Exercise inputs |

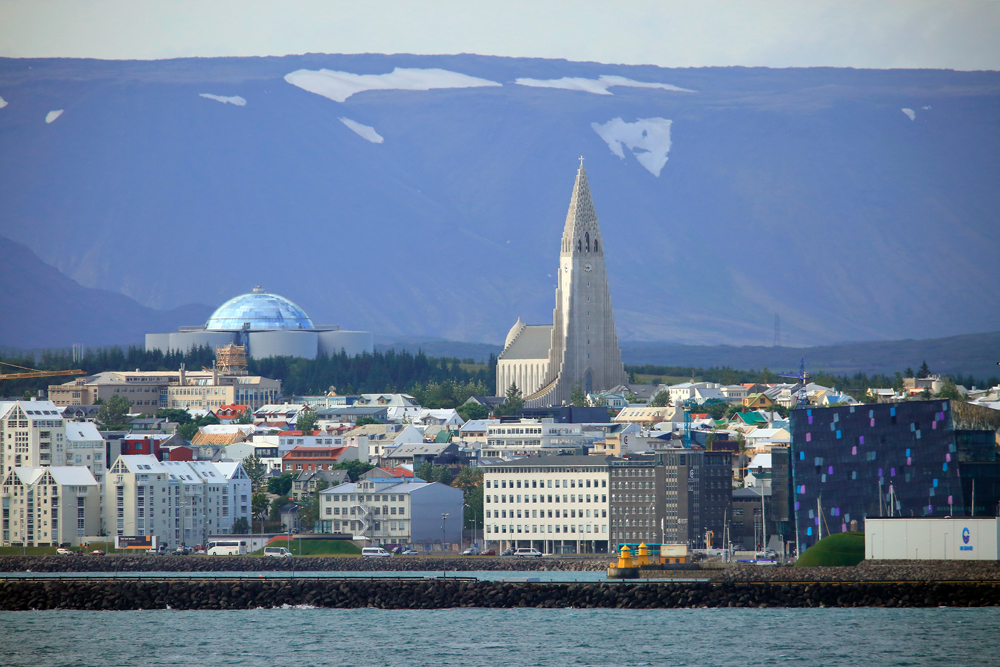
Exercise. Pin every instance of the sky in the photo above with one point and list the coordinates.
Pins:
(940, 34)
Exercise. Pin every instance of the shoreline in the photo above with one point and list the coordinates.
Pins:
(867, 571)
(442, 594)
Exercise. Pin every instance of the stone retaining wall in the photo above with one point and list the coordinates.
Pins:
(130, 595)
(300, 564)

What to produce | Search the entries for the word "above" and pick out every line that holds it.

Completed exercise |
Exercise. Pin every instance of the sky in the photo above with one point and list the coordinates.
Exercise. Pin every instance of the shoreline in the photo above with one point and list the coordinates.
Exercise. Pin every instance of the stone retaining wall in the photo above with one point and list the coordinates.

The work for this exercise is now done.